Goal of the exercise :: In the records below, find the line containing "Target: concrete curb". Restate it and all the lines after it exactly, and omit the rest.

**** Data to use

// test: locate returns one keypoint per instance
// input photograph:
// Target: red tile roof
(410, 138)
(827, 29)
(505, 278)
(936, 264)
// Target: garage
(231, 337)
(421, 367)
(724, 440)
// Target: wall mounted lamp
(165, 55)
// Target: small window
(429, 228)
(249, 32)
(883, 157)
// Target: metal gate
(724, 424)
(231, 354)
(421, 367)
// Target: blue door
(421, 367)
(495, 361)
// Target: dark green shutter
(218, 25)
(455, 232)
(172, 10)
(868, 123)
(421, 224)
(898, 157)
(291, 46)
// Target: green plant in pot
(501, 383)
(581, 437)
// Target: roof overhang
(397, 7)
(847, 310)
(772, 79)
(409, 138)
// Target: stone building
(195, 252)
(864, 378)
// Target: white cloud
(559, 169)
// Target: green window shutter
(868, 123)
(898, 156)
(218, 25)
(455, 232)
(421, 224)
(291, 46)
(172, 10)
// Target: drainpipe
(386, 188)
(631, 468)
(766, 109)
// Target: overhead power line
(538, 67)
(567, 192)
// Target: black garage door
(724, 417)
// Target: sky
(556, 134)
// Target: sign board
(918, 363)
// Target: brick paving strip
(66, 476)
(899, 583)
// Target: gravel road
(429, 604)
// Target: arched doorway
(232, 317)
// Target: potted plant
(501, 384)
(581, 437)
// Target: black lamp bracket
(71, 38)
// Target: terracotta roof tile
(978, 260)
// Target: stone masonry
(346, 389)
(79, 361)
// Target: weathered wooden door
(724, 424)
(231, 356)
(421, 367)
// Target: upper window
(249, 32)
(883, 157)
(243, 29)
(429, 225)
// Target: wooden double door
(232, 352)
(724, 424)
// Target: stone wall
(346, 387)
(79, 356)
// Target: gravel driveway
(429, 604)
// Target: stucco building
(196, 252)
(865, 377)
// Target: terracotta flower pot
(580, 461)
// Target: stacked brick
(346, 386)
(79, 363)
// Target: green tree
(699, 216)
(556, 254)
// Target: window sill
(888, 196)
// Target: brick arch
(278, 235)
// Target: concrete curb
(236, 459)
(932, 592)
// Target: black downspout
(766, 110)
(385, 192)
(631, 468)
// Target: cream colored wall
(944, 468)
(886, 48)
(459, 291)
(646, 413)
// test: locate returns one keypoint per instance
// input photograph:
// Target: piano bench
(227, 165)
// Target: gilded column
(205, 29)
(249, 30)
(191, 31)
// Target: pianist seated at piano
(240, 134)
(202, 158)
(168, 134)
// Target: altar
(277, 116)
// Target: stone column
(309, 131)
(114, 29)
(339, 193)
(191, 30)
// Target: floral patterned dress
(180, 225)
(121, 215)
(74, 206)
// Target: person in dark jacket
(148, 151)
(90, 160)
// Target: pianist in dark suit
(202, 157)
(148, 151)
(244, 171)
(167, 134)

********

Solution ::
// Target: concrete curb
(236, 459)
(932, 592)
// Target: black downspout
(766, 110)
(385, 192)
(631, 468)
// Target: cream colored wall
(944, 468)
(886, 48)
(459, 291)
(646, 413)
// test: locate returns one keypoint per instance
// input photograph:
// Target: piano bench
(227, 165)
// Target: gilded column
(205, 29)
(249, 30)
(191, 31)
// Target: pianist seated at piano
(240, 134)
(202, 158)
(168, 134)
// Target: altar
(277, 116)
// Target: stone column
(309, 131)
(114, 29)
(339, 193)
(191, 30)
// Target: floral patterned dress
(180, 225)
(121, 215)
(74, 206)
// Target: person in dark jacket
(148, 151)
(90, 160)
// Target: pianist in dark suit
(202, 157)
(148, 151)
(244, 171)
(167, 134)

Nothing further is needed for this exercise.